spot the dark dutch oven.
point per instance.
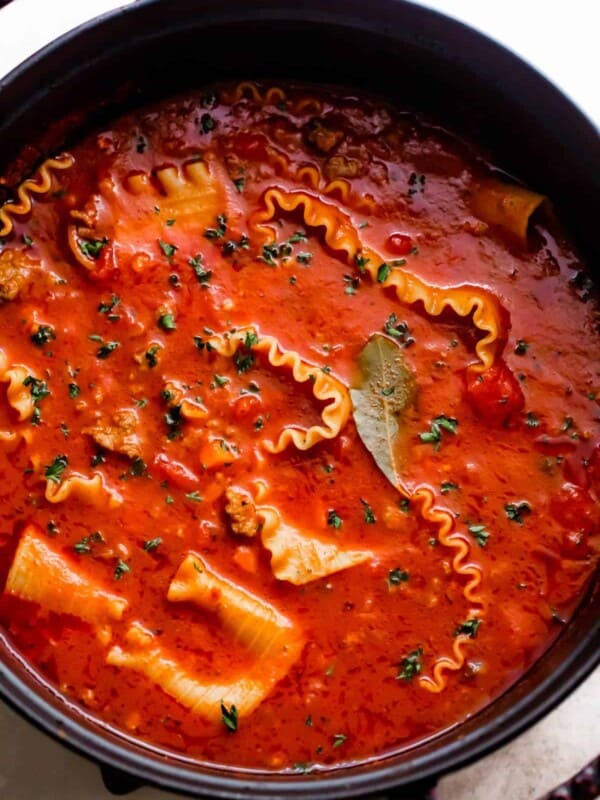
(412, 56)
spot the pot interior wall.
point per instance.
(414, 58)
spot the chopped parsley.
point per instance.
(229, 717)
(218, 232)
(369, 516)
(121, 569)
(151, 355)
(194, 496)
(479, 532)
(397, 576)
(85, 545)
(439, 425)
(43, 335)
(91, 248)
(334, 519)
(106, 349)
(152, 544)
(53, 472)
(410, 665)
(168, 250)
(207, 123)
(398, 330)
(448, 486)
(516, 511)
(383, 272)
(468, 628)
(202, 275)
(108, 307)
(167, 322)
(361, 261)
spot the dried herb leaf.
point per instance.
(384, 390)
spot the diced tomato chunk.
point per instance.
(495, 394)
(400, 244)
(175, 472)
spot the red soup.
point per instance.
(298, 427)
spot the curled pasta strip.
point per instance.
(298, 557)
(18, 395)
(461, 546)
(310, 176)
(324, 387)
(437, 683)
(91, 490)
(249, 90)
(40, 183)
(342, 236)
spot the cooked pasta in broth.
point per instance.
(298, 426)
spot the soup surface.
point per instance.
(298, 426)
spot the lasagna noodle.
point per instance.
(40, 574)
(299, 558)
(89, 490)
(40, 183)
(324, 387)
(506, 205)
(144, 655)
(342, 236)
(251, 621)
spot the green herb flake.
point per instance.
(334, 519)
(202, 275)
(468, 628)
(383, 272)
(369, 516)
(151, 355)
(410, 665)
(168, 249)
(480, 533)
(229, 717)
(53, 471)
(167, 322)
(106, 349)
(396, 577)
(91, 248)
(448, 486)
(194, 497)
(516, 511)
(152, 544)
(43, 335)
(121, 569)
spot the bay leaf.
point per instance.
(385, 387)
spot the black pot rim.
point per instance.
(102, 745)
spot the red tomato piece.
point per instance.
(495, 394)
(400, 244)
(175, 472)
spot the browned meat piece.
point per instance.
(118, 435)
(241, 512)
(14, 272)
(321, 137)
(340, 167)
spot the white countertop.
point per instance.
(561, 39)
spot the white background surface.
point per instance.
(561, 39)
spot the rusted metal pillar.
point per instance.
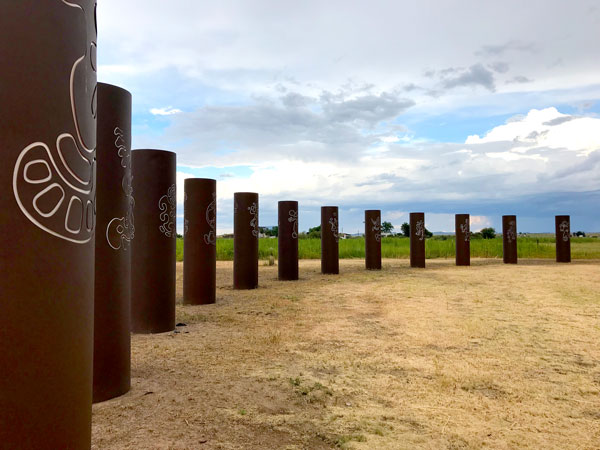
(373, 239)
(563, 238)
(115, 231)
(287, 241)
(47, 221)
(199, 241)
(245, 240)
(462, 233)
(509, 239)
(417, 240)
(154, 247)
(330, 263)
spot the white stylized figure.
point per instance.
(333, 223)
(376, 228)
(53, 182)
(464, 228)
(420, 230)
(254, 221)
(168, 207)
(210, 238)
(120, 231)
(511, 235)
(565, 230)
(293, 219)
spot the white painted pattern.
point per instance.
(167, 206)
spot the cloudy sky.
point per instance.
(446, 106)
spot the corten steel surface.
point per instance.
(509, 239)
(115, 230)
(330, 252)
(373, 239)
(563, 238)
(462, 232)
(154, 247)
(287, 241)
(47, 179)
(245, 240)
(199, 241)
(417, 240)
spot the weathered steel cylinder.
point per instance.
(509, 239)
(287, 241)
(563, 238)
(417, 240)
(154, 247)
(47, 220)
(245, 240)
(330, 253)
(199, 241)
(462, 233)
(373, 239)
(115, 230)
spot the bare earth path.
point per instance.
(488, 356)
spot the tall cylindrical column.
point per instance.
(462, 233)
(563, 238)
(47, 220)
(154, 247)
(245, 240)
(115, 230)
(330, 255)
(199, 241)
(287, 241)
(509, 239)
(373, 239)
(417, 240)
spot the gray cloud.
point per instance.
(498, 50)
(559, 120)
(476, 75)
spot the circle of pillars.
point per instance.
(462, 233)
(373, 239)
(114, 235)
(199, 241)
(154, 247)
(563, 238)
(417, 240)
(330, 263)
(287, 240)
(47, 218)
(245, 240)
(509, 239)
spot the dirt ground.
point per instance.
(490, 356)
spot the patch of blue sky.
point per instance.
(218, 173)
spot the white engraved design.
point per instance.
(254, 221)
(293, 218)
(334, 226)
(210, 238)
(511, 235)
(564, 229)
(69, 168)
(420, 230)
(120, 231)
(168, 208)
(464, 228)
(376, 228)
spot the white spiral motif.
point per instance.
(210, 238)
(565, 230)
(420, 230)
(254, 221)
(293, 218)
(376, 228)
(168, 208)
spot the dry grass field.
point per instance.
(488, 356)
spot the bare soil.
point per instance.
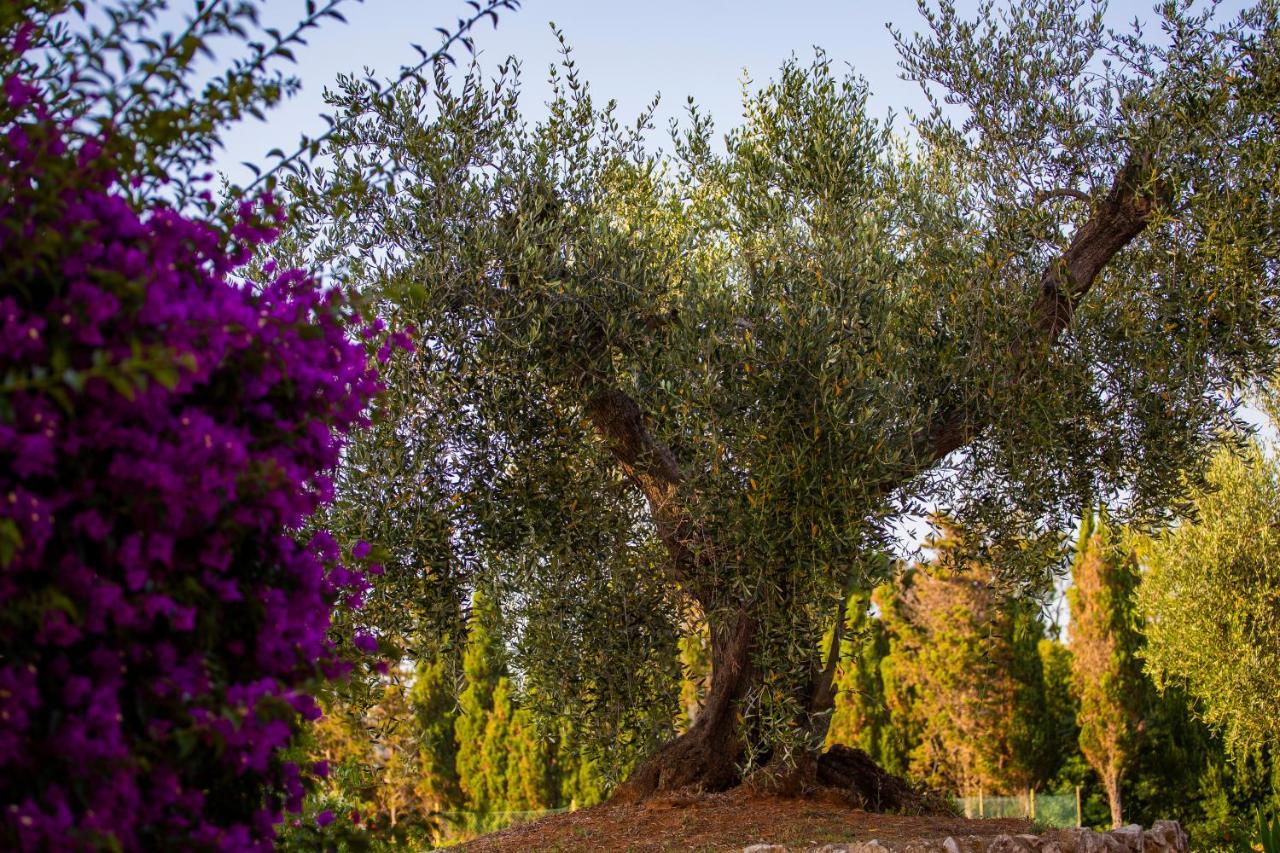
(727, 821)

□ □ □ □ □

About this task:
Check each line of the material for the word "white", then say how many have it. Give the number only.

Finished task:
6